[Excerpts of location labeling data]

——————————

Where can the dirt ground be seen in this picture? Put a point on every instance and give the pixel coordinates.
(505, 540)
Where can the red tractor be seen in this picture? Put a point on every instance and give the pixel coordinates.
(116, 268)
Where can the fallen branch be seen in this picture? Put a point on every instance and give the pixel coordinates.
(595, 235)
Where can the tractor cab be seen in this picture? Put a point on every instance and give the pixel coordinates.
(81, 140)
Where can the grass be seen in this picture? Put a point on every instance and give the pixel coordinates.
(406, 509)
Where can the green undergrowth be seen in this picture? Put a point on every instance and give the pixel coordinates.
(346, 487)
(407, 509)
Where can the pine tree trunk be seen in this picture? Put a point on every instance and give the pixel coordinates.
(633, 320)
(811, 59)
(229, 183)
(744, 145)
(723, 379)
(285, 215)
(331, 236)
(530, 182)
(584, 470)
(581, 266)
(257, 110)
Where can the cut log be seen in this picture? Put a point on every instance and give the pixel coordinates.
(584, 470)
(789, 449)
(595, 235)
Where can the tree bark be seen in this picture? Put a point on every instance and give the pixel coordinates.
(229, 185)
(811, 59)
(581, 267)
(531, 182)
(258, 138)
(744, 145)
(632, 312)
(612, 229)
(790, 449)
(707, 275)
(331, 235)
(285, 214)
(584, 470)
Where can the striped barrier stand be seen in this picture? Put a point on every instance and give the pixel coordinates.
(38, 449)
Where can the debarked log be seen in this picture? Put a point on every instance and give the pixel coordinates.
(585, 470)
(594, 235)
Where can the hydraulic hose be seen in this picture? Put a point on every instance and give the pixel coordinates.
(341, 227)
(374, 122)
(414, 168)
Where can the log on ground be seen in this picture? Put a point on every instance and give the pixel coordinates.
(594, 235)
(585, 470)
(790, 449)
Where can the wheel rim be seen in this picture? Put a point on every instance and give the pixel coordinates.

——————————

• **GOAL**: Swap "pixel coordinates" for "x and y coordinates" everywhere in the data above, and write out all of the data again with nothing else changed.

• **THE RESPONSE**:
Where can the dirt ground be seen in this picture? Put a point on every instance and give the x and y coordinates.
(505, 540)
Where can the red tractor be seen in this picture? Put a point on every instance and give the x and y coordinates.
(116, 268)
Where can the fallen branch be seen in this picture? Put a point on every instance and give the x and y coordinates.
(595, 235)
Where can the tractor cab be seen in this picture? Put a point on every instance and give the x and y coordinates.
(81, 140)
Where can the grass be seen in this picture? Put a point on every instance and give the x and y coordinates.
(406, 509)
Where can the green undergrowth be seen in this picture? Put a point on every instance and give the x and y coordinates.
(346, 487)
(407, 509)
Where can the pine tree trunk be seen in this picture? Put a point on every instance and give the x and y coordinates.
(633, 320)
(811, 59)
(229, 183)
(744, 145)
(723, 379)
(285, 215)
(331, 236)
(530, 182)
(584, 470)
(581, 266)
(257, 110)
Where can the cut log be seen in this picture? Put a point on every instance and give the x and y coordinates.
(584, 470)
(789, 449)
(595, 235)
Where can the tree bark be seen in this picture? Put a point on every instance and give the x and y coordinates.
(229, 185)
(811, 59)
(581, 267)
(531, 182)
(258, 138)
(744, 145)
(632, 312)
(612, 229)
(790, 449)
(707, 275)
(331, 235)
(285, 214)
(584, 470)
Where can the striped barrier stand be seen in this picture? Put a point on every instance and give the x and y coordinates.
(38, 449)
Where can the debarked log be seen in this picture? Put a point on every instance and give the x and y coordinates.
(585, 470)
(594, 235)
Where can the hydraulic hose be seen in this picture? Put a point on every instance and give the x and y coordinates.
(341, 227)
(374, 122)
(414, 168)
Where can the log on ground be seen in this picture? Put a point on every instance and give the x and y coordinates.
(594, 235)
(585, 470)
(790, 449)
Where can the wheel rim be seen in this picture? Put a point on every instance and give the x and y coordinates.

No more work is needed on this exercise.